--- Quoted passage ---
====================
Symbiodinium minutum 12 13,395 4,465 389 2.89 ± 1.86 95.32 ± 4.64 7.68 ± 4.67

Assessment of editing events in consensus sequences could be complicated by three factors: variability of genomic sequences for the same gene within a single genome, incompletely processed or unprocessed transcripts, and different base conversions at the same position. To understand the extent to which consensus sequences might mask this underlying variability, we carried out SNP analysis of filtered genomic and transcript reads (Materials and Methods). We identified 490 editing events in P. lunula with high quality mapped reads for both genomic and transcript sequences. Of these, 35 positions had genomic reads containing the edited base, yet only at nine positions did this account for >10% of the reads. Furthermore, transcript reads harboured only two alleles corresponding to the original genomic and edited bases; for the majority (416/490) of positions the edited base accounted for >50% of the reads, suggesting the presence of some incompletely processed/unprocessed transcripts (supplementary table S4, Supplementary Material online). The small fraction of positions in which the editing event accounts for <50% of the reads is likely due to the stringent filtering of reads prior to SNP analysis (Materials and Methods).
====================
--- Study material ---
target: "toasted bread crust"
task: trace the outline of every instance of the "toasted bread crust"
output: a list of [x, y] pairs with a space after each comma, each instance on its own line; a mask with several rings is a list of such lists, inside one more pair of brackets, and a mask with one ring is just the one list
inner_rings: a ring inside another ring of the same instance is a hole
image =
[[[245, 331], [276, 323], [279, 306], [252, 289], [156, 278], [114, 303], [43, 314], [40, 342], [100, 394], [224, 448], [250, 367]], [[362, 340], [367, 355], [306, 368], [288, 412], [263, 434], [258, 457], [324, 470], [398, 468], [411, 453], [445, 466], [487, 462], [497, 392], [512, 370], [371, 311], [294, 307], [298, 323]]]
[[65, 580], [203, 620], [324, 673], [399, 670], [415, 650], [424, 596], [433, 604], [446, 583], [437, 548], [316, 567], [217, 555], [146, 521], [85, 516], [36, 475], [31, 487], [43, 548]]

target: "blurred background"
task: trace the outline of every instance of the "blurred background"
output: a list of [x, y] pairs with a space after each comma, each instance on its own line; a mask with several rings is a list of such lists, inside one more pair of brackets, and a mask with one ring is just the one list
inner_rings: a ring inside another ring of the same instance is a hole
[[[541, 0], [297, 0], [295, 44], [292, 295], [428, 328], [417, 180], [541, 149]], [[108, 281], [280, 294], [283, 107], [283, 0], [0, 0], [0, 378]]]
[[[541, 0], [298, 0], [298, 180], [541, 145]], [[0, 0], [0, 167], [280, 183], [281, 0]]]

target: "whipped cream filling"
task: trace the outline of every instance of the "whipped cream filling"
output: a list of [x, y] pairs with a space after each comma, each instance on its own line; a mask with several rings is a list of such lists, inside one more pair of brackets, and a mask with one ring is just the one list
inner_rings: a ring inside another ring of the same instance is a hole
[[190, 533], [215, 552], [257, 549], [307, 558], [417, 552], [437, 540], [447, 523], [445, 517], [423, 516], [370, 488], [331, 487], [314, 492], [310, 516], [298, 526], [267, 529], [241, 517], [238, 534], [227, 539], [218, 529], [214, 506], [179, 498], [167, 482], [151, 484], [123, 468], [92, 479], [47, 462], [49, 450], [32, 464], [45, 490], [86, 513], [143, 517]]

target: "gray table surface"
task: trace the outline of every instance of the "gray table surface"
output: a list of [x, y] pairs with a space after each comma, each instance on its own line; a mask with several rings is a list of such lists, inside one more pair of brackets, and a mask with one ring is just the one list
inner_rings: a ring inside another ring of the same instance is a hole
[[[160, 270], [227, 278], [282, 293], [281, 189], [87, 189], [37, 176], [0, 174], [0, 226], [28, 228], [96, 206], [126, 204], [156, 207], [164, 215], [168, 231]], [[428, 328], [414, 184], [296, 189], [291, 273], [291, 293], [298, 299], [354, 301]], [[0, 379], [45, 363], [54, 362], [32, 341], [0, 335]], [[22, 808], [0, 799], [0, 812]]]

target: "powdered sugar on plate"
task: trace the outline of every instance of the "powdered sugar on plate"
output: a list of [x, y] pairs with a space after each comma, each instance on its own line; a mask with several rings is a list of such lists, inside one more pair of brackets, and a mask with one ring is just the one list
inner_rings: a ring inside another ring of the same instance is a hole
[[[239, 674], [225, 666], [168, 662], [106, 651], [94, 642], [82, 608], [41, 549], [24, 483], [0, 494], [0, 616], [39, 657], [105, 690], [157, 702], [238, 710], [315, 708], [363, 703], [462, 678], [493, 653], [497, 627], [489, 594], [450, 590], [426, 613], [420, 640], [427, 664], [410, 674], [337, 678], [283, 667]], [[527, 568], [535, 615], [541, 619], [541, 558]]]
====================
--- Assignment ---
Using the passage on editing events, answer these:
(a) How many editing events were identified in P. lunula with high quality mapped reads for both genomic and transcript sequences?
(b) At how many positions did genomic reads containing the edited base account for more than 10% of the reads?
(c) How many alleles did the transcript reads harbor?

--- Solution to the problem ---
(a) 490
(b) Nine
(c) Two